*** Page text ***

Ingestion Testing Workflow

The ingestion-beam handles data flow of documents from the edge into various sinks. You may be interested in standing up a small testing instance to validate the integration of the various components.

diagrams/workflow.mmd Figure: An overview of the various components necessary to query BigQuery against data from a PubSub subscription.

Setting up the GCS project

Read through whd/gcp-quickstart for details about the sandbox environment that is provided by data operations.

Bootstrapping schemas from mozilla-pipeline-schemas

Building the project

Follow the instructions of the project readme. Here is a quick-reference for a running a job from a set of files in GCS.

export GOOGLE_APPLICATION_CREDENTIALS=keys.json
PROJECT=$(gcloud config get-value project)
BUCKET="gs://$PROJECT"

path="$BUCKET/data/*.ndjson"
mvn compile exec:java -Dexec.args="\
    --runner=Dataflow \
    --project=$PROJECT \
    --autoscalingAlgorithm=NONE \
    --workerMachineType=n1-standard-1 \
    --numWorkers=1 \
    --gcpTempLocation=$BUCKET/tmp \
    --inputFileFormat=json \
    --inputType=file \
    --input=$path\
    --outputType=bigquery \
    --output=$PROJECT:\${document_namespace}.\${document_type}_v\${document_version} \
    --bqWriteMethod=file_loads \
    --tempLocation=$BUCKET/temp/bq-loads \
    --errorOutputType=file \
    --errorOutput=$BUCKET/error/ \
"

*** End of Page text ***

**Work instructions**
Revise the ingestion testing workflow text from "The ingestion-beam handles" up to and including "files in GCS.", replacing "sandbox" with "staging".

*** Extracted records ***

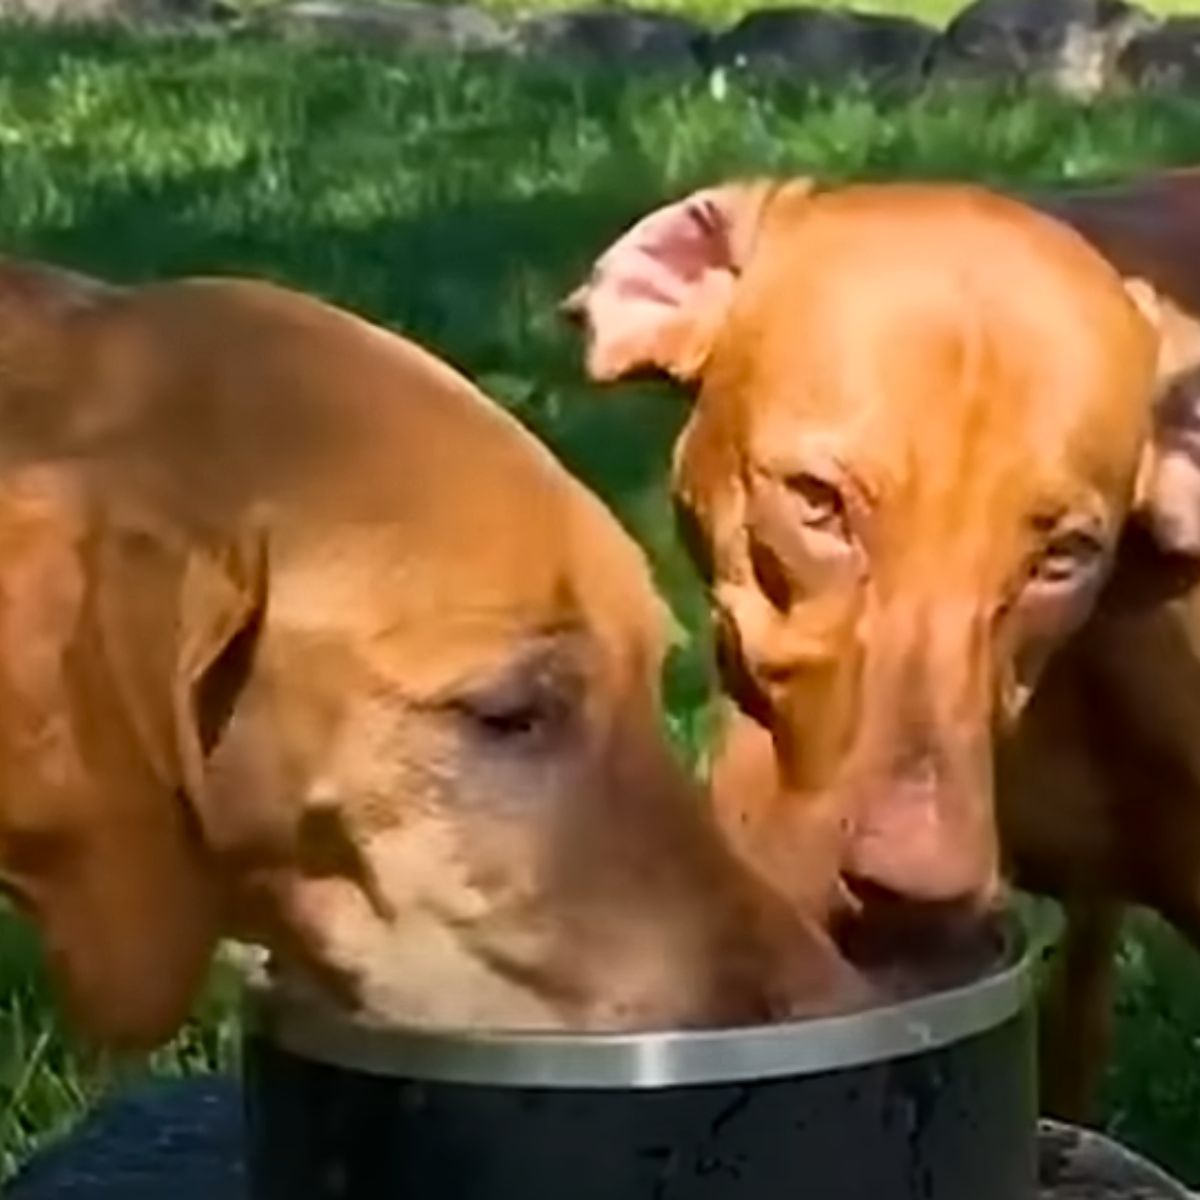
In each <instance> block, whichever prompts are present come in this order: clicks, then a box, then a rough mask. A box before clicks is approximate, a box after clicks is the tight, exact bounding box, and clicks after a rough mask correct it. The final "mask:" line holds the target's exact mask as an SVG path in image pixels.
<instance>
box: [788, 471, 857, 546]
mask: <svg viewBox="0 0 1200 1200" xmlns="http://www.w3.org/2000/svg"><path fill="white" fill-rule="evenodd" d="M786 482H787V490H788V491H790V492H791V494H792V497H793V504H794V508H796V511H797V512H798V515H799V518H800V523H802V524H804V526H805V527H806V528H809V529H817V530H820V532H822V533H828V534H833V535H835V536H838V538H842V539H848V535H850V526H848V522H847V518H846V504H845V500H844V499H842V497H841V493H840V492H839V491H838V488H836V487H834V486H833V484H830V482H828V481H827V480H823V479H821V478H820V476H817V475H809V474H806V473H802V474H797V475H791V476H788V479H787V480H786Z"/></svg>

*** End of Extracted records ***
*** Extracted records ***

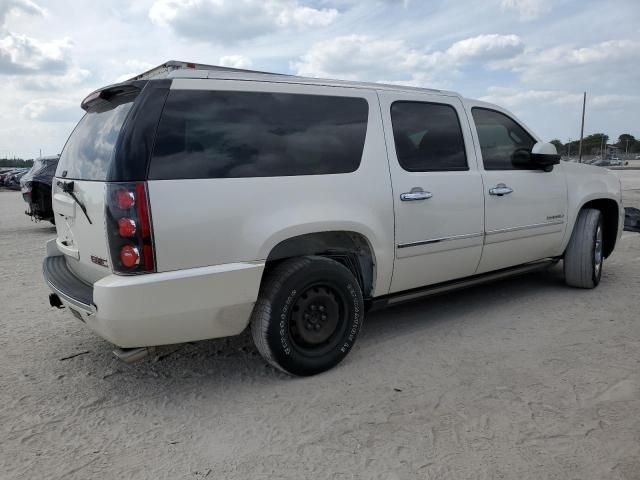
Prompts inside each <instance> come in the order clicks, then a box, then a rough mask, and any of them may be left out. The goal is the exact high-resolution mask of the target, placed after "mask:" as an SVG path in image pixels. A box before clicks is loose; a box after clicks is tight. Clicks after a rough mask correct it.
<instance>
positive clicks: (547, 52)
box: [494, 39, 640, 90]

*** End of Extracted records ***

**Answer section**
The ingestion-beam handles data flow of documents from the edge into various sinks. You may be interested in standing up a small testing instance to validate the integration of the various components.

diagrams/workflow.mmd Figure: An overview of the various components necessary to query BigQuery against data from a PubSub subscription.

Setting up the GCS project

Read through whd/gcp-quickstart for details about the staging environment that is provided by data operations.

Bootstrapping schemas from mozilla-pipeline-schemas

Building the project

Follow the instructions of the project readme. Here is a quick-reference for a running a job from a set of files in GCS.